Every single entry that follows must be copied exactly.
_ _ _ _
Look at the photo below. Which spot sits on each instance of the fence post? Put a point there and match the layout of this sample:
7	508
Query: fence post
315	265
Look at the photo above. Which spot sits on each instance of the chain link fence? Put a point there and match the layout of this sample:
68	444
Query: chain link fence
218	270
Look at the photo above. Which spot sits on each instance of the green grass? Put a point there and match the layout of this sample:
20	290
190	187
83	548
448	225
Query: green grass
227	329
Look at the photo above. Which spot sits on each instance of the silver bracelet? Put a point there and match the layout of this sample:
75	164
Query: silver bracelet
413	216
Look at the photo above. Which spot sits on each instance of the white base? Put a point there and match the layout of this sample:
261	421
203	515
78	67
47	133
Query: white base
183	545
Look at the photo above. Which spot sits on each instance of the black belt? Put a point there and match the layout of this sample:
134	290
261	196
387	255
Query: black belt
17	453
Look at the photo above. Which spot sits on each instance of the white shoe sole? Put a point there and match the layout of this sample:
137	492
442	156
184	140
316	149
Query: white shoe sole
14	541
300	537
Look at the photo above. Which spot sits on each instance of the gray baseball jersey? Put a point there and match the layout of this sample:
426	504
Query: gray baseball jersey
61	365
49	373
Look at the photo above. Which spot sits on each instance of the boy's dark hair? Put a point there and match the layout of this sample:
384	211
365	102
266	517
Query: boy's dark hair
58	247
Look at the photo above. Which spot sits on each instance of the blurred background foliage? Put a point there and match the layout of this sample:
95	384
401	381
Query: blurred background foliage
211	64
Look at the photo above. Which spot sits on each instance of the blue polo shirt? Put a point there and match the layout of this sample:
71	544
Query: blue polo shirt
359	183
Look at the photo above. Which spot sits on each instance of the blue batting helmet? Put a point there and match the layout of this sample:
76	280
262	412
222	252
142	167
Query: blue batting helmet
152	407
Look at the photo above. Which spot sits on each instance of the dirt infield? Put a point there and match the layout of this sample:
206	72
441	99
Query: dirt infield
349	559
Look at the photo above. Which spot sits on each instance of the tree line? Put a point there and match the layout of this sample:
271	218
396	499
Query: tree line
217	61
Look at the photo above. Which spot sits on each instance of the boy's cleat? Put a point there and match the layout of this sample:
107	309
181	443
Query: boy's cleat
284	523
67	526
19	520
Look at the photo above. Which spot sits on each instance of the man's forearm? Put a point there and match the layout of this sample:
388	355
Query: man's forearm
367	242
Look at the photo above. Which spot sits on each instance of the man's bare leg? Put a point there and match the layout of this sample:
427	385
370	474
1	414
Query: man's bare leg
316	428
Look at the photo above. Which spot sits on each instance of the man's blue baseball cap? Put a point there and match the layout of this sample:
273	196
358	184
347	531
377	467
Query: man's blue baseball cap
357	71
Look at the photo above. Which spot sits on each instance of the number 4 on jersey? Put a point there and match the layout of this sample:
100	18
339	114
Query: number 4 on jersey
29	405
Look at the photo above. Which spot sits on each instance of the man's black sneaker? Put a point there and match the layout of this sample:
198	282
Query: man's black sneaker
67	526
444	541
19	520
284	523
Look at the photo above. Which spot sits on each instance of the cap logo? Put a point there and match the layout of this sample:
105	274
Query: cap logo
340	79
_ _ _ _
Solution to the problem
Look at the photo below. Which spot sits on each instance of the fence post? Put a point there and match the layout of this sample:
7	508
Query: fence post
315	265
Look at the photo above. Which spot sits on each instance of the chain link fence? Put a point there and match the layout of this sample:
68	444
Query: chain link fence
218	270
Look at the photo above. Which spot sits on each instance of the green grass? Put a point there and match the layout of this sample:
20	290
190	187
83	548
448	225
Query: green grass
227	329
Look at the photo above. Which spot sits on each instance of the silver bracelet? Put a point there and match the layout of this sample:
75	164
Query: silver bracelet
413	216
Look at the photo above. Which spot sits on each instance of the white base? Put a point there and match the layout of this sample:
261	421
203	515
78	67
47	133
Query: white base
183	545
Look at the photo above. Which spot sits on each instance of the black belt? Put a point there and match the layout of this sample:
134	290
261	196
387	255
Query: black belt
17	453
Look at the photo above. Which spot sits on each instance of the white shoe sole? Put a point there and match the layout of this sample:
137	492
442	156
184	140
316	149
Query: white shoe sole
14	541
300	537
Look at the photo above. Which spot sits on each instance of the gray baseball jersey? Put a point there and match the layout of this sample:
426	504
Query: gray baseball jersey
61	365
49	373
Look at the photo above. Which spot sits on each instance of the boy's dark hair? Put a point there and match the layout of this sample:
384	211
365	102
266	517
Query: boy's dark hair
58	247
Look at the photo above. Which spot sits on each instance of the blurred background foliage? Put a point there and match the layout of this sample:
95	384
401	381
Query: blurred background foliage
211	64
Look at the photo above. Which spot sits on each instance of the blue polo shirt? Put a point there and match the layout of this sample:
71	544
Query: blue polo shirt
359	183
Look at the photo above. Which spot sits on each instance of the blue batting helmet? Put a point there and match the layout of this sample:
76	280
262	412
222	252
142	167
Query: blue batting helmet
152	407
Look at the photo above. Which spot sits on each instance of the dirt infield? Put a point there and match the layout of this sample:
206	72
441	99
Query: dirt infield
349	559
Look at the photo above. Which spot sits on each instance of the tree line? Put a point there and match the layout of this sample:
271	218
396	499
Query: tree line
217	61
Look at the photo above. Which spot sits on each instance of the boy's cleat? Put a point there and match the layout of this sample:
107	309
181	443
Query: boy's cleat
284	523
67	526
19	520
Look at the photo above. Which spot sits on each instance of the man's forearm? Put a point there and match the layout of this sample:
388	355
Query: man's forearm
367	242
Look at the photo above. Which spot sits on each instance of the man's bare leg? Put a point there and match the layout of this sample:
427	385
370	474
1	414
Query: man's bare leg
316	428
Look at the photo above. Which spot sits on each instance of the man's blue baseball cap? Put a point there and match the layout of this sample:
273	196
358	184
347	531
377	467
Query: man's blue baseball cap
357	71
Look at the photo above. Which spot sits on each instance of the number 4 on jersey? Put a point there and match the layout of this sample:
100	18
339	114
Query: number 4 on jersey
29	405
Look at the photo above. Which spot sits on each instance of the man's black sneaker? Put a point there and match the layout of this sample:
198	282
Query: man's black sneaker
67	526
444	541
19	520
284	523
Look at the photo above. Which spot sits on each instance of the cap logo? Put a point there and match the layout of this sample:
105	274
Query: cap logo
340	79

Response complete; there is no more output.